» ПОСТАВЛЕННАЯ ЗАДАЧА A: Перепишите в листинге отрывок от строки с «of the black» до строки с «x=126 y=137» включительно, заменив «Changelog» на «Update» и ничего больше не меняя. Выведите только этот отрывок.

» ПОКАЗАННЫЙ ТЕКСТ:
***

М. ГАНАПОЛЬСКИЙ: Нет, это мы спорим вообще. Я имею из исторических каких-то конфликтов.
Н. СВАНИДЗЕ: Великая Отечественная война, пожалуйста.
М. ГАНАПОЛЬСКИЙ: Близко. Чуть подальше, если можно, чуть подальше.
Н. СВАНИДЗЕ: Хорошо. Ну, ведь подальше - придется объяснять. Я мог бы привести пример с Куликовской битвой.
М. ГАНАПОЛЬСКИЙ: И что, у кого-то по этому поводу есть эмоции хоть какие-то?
Н. СВАНИДЗЕ: Эмоций нет, но есть очень интересные к этому различные, противоположные даже, научные подходы. Если это рассказать людям, возникнут эмоции. Люди просто не очень хорошо знают историю. Откуда у них может вызывать эмоции то, чего они не знают. А вот Иван Грозный, скажем, вызывает эмоции. 500 лет прошло без малого, человек вызывает эмоции. Одни говорят - великий объединитель земли русской, другие говорят - скотина кровавая. До сих пор эмоции.

***

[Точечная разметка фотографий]

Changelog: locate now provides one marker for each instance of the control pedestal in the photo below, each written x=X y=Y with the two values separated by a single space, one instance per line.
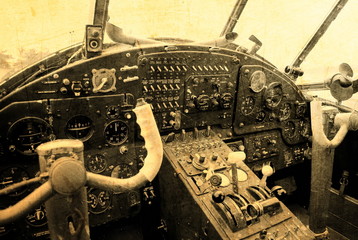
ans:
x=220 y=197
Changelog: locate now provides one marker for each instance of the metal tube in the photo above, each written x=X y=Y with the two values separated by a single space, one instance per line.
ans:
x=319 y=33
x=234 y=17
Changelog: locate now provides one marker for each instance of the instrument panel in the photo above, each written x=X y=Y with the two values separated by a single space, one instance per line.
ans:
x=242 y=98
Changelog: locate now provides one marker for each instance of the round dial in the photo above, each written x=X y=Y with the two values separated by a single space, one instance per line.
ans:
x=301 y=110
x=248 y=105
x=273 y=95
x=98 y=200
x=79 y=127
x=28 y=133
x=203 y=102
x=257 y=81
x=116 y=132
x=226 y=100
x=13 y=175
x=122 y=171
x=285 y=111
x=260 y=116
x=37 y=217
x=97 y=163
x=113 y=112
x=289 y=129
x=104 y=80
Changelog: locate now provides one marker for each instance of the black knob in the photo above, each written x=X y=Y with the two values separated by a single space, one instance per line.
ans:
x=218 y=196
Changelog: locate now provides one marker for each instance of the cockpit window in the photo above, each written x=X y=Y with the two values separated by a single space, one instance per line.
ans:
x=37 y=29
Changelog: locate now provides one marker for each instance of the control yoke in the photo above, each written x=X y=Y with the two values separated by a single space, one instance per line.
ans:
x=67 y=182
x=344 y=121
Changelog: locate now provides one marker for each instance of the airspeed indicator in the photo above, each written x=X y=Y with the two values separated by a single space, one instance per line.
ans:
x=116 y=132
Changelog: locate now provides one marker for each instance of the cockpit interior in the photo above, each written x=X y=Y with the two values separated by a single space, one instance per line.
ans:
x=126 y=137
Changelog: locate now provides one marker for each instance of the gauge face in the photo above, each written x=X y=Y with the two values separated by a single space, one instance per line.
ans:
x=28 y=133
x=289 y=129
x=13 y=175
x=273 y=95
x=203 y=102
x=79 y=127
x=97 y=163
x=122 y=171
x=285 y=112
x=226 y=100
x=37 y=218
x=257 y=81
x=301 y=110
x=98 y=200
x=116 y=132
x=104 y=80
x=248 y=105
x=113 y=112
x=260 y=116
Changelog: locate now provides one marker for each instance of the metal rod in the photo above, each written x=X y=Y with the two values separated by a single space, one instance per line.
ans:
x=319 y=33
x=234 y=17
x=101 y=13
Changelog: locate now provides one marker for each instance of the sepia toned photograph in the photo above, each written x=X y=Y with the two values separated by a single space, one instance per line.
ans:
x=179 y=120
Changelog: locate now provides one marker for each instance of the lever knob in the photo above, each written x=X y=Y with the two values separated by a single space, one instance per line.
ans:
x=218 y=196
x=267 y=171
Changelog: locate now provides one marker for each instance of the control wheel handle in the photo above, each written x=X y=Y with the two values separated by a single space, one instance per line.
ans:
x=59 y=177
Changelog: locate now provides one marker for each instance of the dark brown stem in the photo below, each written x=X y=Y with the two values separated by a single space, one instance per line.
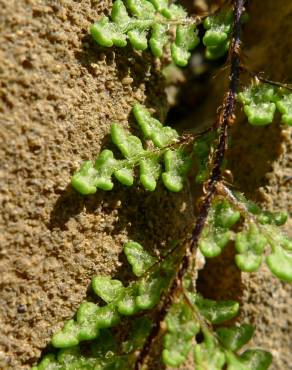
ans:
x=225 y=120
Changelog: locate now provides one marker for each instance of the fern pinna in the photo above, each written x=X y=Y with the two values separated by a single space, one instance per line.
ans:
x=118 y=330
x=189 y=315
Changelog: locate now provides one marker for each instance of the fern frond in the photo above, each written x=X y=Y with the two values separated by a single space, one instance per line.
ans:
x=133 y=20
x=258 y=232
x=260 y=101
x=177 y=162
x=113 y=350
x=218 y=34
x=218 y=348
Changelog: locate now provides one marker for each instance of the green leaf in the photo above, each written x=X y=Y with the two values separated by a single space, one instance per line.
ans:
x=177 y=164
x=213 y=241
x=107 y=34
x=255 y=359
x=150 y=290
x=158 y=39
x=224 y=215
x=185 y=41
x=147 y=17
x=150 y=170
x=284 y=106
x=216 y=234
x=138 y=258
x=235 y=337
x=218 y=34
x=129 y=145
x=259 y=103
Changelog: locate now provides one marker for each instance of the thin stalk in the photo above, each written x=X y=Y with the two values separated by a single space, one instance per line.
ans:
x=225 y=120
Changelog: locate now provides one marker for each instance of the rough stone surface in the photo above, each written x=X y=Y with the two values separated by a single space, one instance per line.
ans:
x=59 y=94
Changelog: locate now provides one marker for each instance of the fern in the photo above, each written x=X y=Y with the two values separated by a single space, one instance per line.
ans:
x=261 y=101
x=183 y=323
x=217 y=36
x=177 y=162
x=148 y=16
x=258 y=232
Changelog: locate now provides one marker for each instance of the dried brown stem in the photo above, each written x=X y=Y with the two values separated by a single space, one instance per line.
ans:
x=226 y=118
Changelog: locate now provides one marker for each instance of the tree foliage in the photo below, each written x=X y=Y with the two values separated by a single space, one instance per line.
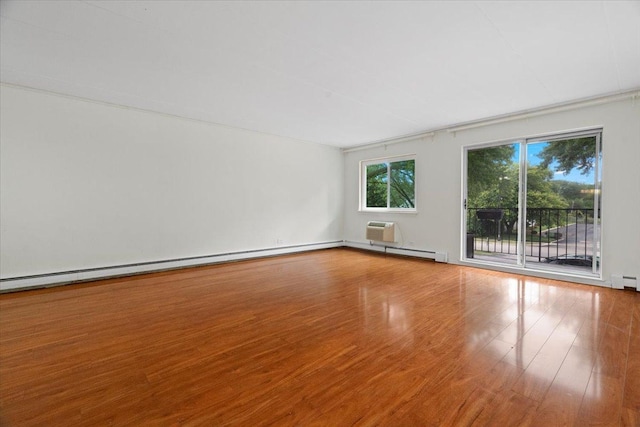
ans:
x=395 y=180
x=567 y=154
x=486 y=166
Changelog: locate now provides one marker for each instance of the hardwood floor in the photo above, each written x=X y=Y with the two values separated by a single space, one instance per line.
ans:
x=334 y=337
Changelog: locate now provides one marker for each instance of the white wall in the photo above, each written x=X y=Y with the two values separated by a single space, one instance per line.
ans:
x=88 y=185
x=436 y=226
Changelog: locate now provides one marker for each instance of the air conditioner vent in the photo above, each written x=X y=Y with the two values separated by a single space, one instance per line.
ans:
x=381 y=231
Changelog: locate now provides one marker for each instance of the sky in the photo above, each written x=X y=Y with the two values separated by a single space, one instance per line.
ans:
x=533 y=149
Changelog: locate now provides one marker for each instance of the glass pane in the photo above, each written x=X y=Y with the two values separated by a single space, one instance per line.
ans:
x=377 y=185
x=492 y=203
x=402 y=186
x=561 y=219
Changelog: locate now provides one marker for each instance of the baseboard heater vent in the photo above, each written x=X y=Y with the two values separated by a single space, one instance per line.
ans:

***

» ПОСТАВЛЕННАЯ ЗАДАЧА B: Назовите все исторические события и исторических деятелей, упомянутых в расшифровке беседы.

» ПРАВИЛЬНЫЙ ОТВЕТ A:
Update: locate now provides one marker for each instance of the black knob in the photo above, each written x=X y=Y with the two values separated by a single space, one instance per line.
ans:
x=218 y=196
Update: locate now provides one marker for each instance of the cockpit window in the photo above, each written x=X y=Y with the two values separated by a single space, one instance per line.
ans:
x=37 y=29
Update: locate now provides one marker for each instance of the control yoke in the photo above, each written x=X y=Y with the two values separated by a single space, one instance per line.
ans:
x=67 y=182
x=344 y=121
Update: locate now provides one marker for each instance of the airspeed indicator in the photo above, each written x=X y=Y with the two values separated by a single space, one instance per line.
ans:
x=116 y=132
Update: locate now provides one marker for each instance of the cockpit interior in the photo above, each written x=X y=Y with the two values separated by a single space, one instance per line.
ans:
x=126 y=137

» ПРАВИЛЬНЫЙ ОТВЕТ B:
Великая Отечественная война
Куликовская битва
Иван Грозный